Only the lines from the one containing "Query: waterfall" through the end of the material are to be echoed, each exactly as it appears.

◆ DATA TO PROCESS ◆
****

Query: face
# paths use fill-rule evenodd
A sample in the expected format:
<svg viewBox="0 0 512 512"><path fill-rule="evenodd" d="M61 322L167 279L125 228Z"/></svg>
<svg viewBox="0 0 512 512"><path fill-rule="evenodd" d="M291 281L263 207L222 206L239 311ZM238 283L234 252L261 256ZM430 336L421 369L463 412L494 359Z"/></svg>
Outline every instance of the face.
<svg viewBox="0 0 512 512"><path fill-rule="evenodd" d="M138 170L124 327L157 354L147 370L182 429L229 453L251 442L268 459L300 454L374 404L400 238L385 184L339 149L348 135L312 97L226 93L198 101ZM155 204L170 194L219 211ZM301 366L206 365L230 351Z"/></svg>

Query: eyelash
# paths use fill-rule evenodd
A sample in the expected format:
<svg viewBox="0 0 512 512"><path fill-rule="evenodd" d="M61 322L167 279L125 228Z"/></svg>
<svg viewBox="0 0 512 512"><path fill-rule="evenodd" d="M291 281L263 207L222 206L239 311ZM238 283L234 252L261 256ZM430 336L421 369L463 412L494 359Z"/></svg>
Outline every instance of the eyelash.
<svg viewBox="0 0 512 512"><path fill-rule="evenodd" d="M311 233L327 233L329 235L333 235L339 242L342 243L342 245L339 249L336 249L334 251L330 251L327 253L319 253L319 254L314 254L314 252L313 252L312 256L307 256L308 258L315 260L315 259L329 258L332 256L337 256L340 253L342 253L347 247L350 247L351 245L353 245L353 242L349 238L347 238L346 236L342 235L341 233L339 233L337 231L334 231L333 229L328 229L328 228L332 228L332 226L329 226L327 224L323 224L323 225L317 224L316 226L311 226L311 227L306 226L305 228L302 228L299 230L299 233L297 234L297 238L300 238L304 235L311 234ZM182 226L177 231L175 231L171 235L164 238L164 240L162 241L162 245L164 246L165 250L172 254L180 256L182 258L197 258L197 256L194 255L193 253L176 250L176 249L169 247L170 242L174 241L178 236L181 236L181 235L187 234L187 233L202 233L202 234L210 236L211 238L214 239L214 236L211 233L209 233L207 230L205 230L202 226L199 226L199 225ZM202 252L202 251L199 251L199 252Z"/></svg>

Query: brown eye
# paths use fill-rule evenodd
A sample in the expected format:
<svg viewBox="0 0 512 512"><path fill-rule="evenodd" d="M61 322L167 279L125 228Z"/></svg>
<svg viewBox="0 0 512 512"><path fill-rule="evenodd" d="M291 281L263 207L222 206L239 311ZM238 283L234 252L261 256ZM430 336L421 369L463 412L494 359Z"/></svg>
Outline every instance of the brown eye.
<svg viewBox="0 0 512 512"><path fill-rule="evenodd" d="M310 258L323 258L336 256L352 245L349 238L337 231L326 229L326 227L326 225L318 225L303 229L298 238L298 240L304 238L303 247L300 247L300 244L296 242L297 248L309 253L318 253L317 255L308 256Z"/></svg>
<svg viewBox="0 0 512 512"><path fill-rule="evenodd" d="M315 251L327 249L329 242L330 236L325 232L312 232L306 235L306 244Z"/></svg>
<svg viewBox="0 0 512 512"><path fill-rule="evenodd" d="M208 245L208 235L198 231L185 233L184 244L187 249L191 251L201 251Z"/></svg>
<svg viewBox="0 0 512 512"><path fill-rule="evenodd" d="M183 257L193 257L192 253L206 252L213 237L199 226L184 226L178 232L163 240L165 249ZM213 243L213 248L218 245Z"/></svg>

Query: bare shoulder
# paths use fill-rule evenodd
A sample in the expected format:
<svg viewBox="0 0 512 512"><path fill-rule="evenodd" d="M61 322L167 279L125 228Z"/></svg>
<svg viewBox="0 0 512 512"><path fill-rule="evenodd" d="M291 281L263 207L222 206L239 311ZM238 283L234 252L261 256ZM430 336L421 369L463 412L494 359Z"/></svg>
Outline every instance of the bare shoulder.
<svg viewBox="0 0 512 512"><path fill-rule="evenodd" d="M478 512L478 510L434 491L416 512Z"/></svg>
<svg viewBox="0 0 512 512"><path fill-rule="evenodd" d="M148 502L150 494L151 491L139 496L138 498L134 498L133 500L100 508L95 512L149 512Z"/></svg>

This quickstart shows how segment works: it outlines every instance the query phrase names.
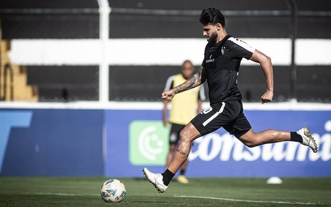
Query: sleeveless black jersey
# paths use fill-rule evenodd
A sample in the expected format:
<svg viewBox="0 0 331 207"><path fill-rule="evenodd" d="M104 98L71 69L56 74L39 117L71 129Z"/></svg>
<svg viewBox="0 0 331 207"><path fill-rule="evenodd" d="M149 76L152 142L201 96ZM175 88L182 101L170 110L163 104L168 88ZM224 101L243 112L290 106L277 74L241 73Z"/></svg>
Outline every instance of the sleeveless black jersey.
<svg viewBox="0 0 331 207"><path fill-rule="evenodd" d="M249 59L254 50L230 36L207 44L202 66L207 71L211 106L220 108L222 102L242 99L237 82L240 62L243 57Z"/></svg>

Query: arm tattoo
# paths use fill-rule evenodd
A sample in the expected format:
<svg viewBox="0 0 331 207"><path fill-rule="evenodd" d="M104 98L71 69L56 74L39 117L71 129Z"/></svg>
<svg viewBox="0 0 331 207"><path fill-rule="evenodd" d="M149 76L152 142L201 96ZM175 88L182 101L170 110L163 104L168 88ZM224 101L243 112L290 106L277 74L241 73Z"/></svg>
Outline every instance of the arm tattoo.
<svg viewBox="0 0 331 207"><path fill-rule="evenodd" d="M200 85L206 81L206 69L202 66L196 74L191 76L184 83L174 88L174 91L178 93Z"/></svg>

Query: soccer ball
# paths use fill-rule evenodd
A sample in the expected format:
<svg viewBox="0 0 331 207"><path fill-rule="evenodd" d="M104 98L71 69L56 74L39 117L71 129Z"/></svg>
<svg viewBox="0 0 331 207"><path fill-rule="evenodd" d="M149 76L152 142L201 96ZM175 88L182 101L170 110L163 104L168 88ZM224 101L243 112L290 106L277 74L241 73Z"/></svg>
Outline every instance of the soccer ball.
<svg viewBox="0 0 331 207"><path fill-rule="evenodd" d="M110 179L104 183L100 193L105 202L121 202L125 196L126 191L121 181Z"/></svg>

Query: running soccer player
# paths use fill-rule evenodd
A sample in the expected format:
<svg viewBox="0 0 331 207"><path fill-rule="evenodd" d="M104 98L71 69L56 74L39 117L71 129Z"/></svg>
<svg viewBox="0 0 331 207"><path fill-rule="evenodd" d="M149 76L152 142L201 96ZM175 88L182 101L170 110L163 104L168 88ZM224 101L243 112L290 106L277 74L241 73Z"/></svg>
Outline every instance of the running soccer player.
<svg viewBox="0 0 331 207"><path fill-rule="evenodd" d="M165 84L164 90L168 90L181 84L192 76L194 72L194 66L189 60L183 62L181 73L170 77ZM175 150L179 141L179 133L197 114L201 112L202 101L205 100L205 91L203 85L194 88L190 91L182 93L173 98L171 100L172 107L170 110L169 119L167 118L168 105L169 101L164 100L162 119L164 126L168 122L171 123L171 129L169 137L169 153L167 159L166 167L170 164L174 156ZM181 183L188 184L188 179L185 176L188 160L183 164L180 168L180 175L177 181Z"/></svg>
<svg viewBox="0 0 331 207"><path fill-rule="evenodd" d="M200 15L203 34L208 43L205 58L198 72L181 85L163 92L162 98L170 101L178 93L200 85L206 80L209 89L210 108L198 114L180 132L180 140L168 169L161 174L143 171L160 193L187 159L192 142L223 127L248 147L283 141L297 142L314 152L318 148L308 127L296 132L267 129L255 132L243 113L242 96L237 85L240 61L243 58L260 63L264 74L267 89L261 104L271 101L274 96L273 66L270 58L257 50L228 35L224 18L214 8L204 9Z"/></svg>

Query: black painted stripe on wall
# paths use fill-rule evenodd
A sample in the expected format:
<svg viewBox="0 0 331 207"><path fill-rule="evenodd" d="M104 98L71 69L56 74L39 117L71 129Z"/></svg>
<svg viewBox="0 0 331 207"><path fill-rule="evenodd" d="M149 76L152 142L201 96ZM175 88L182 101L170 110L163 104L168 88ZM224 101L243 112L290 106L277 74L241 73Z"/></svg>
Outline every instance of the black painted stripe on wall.
<svg viewBox="0 0 331 207"><path fill-rule="evenodd" d="M97 65L28 66L27 84L38 87L40 101L98 100Z"/></svg>

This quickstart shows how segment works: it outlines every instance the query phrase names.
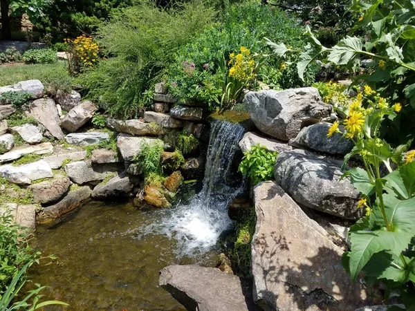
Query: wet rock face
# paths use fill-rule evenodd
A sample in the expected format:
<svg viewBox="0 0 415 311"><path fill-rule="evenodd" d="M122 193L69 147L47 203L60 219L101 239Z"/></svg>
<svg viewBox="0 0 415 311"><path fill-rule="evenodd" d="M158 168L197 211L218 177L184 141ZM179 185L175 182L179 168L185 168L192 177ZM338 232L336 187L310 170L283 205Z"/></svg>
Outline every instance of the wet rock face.
<svg viewBox="0 0 415 311"><path fill-rule="evenodd" d="M359 192L348 178L340 181L342 162L295 149L277 158L275 180L299 204L347 219L357 219Z"/></svg>
<svg viewBox="0 0 415 311"><path fill-rule="evenodd" d="M315 88L250 92L243 103L262 133L284 141L295 138L302 127L317 123L332 111Z"/></svg>
<svg viewBox="0 0 415 311"><path fill-rule="evenodd" d="M342 265L343 251L273 182L255 187L254 299L264 310L353 311L366 293Z"/></svg>
<svg viewBox="0 0 415 311"><path fill-rule="evenodd" d="M259 311L250 285L217 268L170 265L160 272L159 284L188 310Z"/></svg>

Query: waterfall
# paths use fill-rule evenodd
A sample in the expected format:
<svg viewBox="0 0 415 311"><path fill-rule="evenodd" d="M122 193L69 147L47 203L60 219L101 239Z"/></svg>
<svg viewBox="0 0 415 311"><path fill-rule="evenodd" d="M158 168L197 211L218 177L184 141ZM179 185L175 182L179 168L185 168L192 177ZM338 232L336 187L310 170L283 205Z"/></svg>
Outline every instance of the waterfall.
<svg viewBox="0 0 415 311"><path fill-rule="evenodd" d="M220 120L213 121L211 127L202 191L189 204L179 203L169 210L167 219L146 230L150 233L157 228L160 232L161 229L176 239L181 256L203 254L216 244L221 234L232 224L228 205L244 189L232 164L246 129Z"/></svg>

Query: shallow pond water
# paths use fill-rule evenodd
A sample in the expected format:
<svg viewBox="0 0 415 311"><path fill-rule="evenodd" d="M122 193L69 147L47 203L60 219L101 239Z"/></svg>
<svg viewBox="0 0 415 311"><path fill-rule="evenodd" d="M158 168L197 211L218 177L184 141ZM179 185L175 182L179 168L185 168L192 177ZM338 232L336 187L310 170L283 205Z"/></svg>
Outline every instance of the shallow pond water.
<svg viewBox="0 0 415 311"><path fill-rule="evenodd" d="M39 228L35 246L58 259L36 267L31 278L50 286L46 298L71 305L45 310L184 310L158 286L158 272L173 264L213 266L218 252L178 255L174 238L144 234L168 212L91 202L53 227Z"/></svg>

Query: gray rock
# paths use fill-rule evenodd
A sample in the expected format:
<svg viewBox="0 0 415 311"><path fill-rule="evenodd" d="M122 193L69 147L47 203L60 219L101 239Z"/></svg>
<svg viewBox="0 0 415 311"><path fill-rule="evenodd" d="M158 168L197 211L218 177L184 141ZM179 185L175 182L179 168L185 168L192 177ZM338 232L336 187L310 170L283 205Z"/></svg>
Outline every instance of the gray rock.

****

◆ REPLY TO THE TASK ◆
Query: waterfall
# paths use fill-rule evenodd
A sample in the expected format:
<svg viewBox="0 0 415 311"><path fill-rule="evenodd" d="M122 193L69 147L47 203L60 219L101 239Z"/></svg>
<svg viewBox="0 0 415 311"><path fill-rule="evenodd" d="M158 168L197 211L218 177L184 141ZM179 185L175 182L179 168L185 168L192 177ZM338 232L336 187L310 170L283 205Z"/></svg>
Outline every instance of the waterfall.
<svg viewBox="0 0 415 311"><path fill-rule="evenodd" d="M220 120L213 121L211 127L202 191L189 204L179 203L169 210L167 219L146 230L150 233L157 228L160 232L161 229L176 239L181 256L203 254L216 244L221 234L232 224L228 205L244 189L232 164L246 129Z"/></svg>

Query: shallow pond water
# paths use fill-rule evenodd
A sample in the expected format:
<svg viewBox="0 0 415 311"><path fill-rule="evenodd" d="M122 193L69 147L47 203L60 219L101 239Z"/></svg>
<svg viewBox="0 0 415 311"><path fill-rule="evenodd" d="M158 168L197 211L218 177L184 141ZM179 185L175 182L179 168L185 168L192 177ZM338 232L336 187L310 170L283 205Z"/></svg>
Outline every instance of the shallow pond water.
<svg viewBox="0 0 415 311"><path fill-rule="evenodd" d="M39 228L35 246L58 259L36 267L31 278L50 286L46 298L71 305L45 310L184 310L158 286L158 272L173 264L213 266L218 252L178 255L174 238L144 234L168 212L91 202L53 227Z"/></svg>

Query: gray rock
# paths use fill-rule evenodd
A sample in the expected format:
<svg viewBox="0 0 415 311"><path fill-rule="evenodd" d="M122 193L69 147L47 203L60 219L101 239Z"/></svg>
<svg viewBox="0 0 415 311"><path fill-rule="evenodd" d="M158 168L197 211L218 177L184 141ZM179 185L175 182L179 168L185 168L192 177ZM338 232L336 187L310 170L283 205Z"/></svg>
Outline every instance of the gray rock.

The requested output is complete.